**Objective**. Copy out every line of the items below word for word, keeping each line in its original order.
— start of Data for this task —
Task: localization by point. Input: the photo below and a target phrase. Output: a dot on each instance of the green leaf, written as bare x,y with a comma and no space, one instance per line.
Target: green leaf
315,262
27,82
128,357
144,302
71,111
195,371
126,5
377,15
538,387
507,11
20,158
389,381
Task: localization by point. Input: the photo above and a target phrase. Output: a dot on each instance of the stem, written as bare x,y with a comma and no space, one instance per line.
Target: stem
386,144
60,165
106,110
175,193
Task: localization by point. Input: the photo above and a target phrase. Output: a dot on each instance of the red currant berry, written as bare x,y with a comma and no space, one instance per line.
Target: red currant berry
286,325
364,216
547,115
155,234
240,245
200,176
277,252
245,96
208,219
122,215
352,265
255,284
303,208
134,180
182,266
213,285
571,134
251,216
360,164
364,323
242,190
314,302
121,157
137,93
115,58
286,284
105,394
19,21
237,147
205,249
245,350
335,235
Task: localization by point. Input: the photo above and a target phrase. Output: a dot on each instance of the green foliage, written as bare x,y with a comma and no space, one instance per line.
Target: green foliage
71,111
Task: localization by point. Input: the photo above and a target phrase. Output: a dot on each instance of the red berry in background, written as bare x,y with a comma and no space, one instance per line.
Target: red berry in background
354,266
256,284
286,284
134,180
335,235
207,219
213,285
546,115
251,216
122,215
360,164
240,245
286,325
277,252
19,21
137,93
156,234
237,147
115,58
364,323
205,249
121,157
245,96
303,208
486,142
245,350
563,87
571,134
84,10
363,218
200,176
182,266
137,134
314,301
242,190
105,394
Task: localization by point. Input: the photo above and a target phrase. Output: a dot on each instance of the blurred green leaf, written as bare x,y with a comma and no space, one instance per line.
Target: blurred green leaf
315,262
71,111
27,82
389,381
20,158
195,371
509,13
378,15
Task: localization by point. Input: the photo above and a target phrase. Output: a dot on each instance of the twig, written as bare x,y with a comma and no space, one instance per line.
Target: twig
— end of Data for this task —
**Answer for the task**.
Task: localization by point. Input: the photo below and a target phrase. Output: a dot on each instance of the green leaf, written as bare x,y with a comma and no space, one instance per line.
Target: green leaf
315,262
27,82
128,357
144,302
71,111
195,371
126,5
377,15
538,387
507,11
20,158
389,381
Task: localization by point. Input: the photo above and a target phrase. Output: a dot on each instance of the stem, written as bare x,y with a comma and no space, one instance per line.
Target: stem
386,144
60,165
106,110
175,193
Task: localization by point. Input: the photo above and a target phrase. Output: a dot on each instance of the red currant berry, written as bare x,y with a comma and no space, one instance per line.
Target: red currant berry
286,325
364,216
547,115
155,234
240,245
200,176
277,252
245,96
208,219
122,215
352,265
255,284
303,208
134,180
182,266
213,285
571,134
251,216
360,164
364,323
242,190
314,302
121,157
137,93
115,58
286,284
105,394
19,21
237,147
205,249
245,350
335,235
Task: localization by point. Input: the photo above and a target phrase. Output: a dot on each instance of the green foliage, written as bare x,y with a comma and no space, one instance per line.
Target: green foliage
71,111
Task: localization by point. Input: the photo above and a target phrase. Output: a dot on each instance of the red berry in background, written as bare x,y with a comma and no space, one instance per line.
Target: red berry in background
354,266
256,284
286,284
134,180
335,235
207,219
213,285
546,115
251,216
122,215
360,164
240,245
286,325
277,252
19,21
137,93
156,234
237,147
115,58
364,323
205,249
121,157
245,96
303,208
486,142
245,350
563,87
571,134
84,10
363,218
200,176
182,266
137,134
314,301
242,190
105,394
Task: localization by point. Input: the photo above and a target phrase. Output: a dot on each instance of the blurred green leaf, written as bare x,y with a comma and no space, one instance per line.
Target: blurred green leaf
315,262
71,111
27,82
389,381
20,158
195,371
509,13
378,15
Task: localization by point. Input: the photo above and a target phrase. Output: a dot on each instance of the twig, written as bare x,y with a comma and no space, one instance per line.
Target: twig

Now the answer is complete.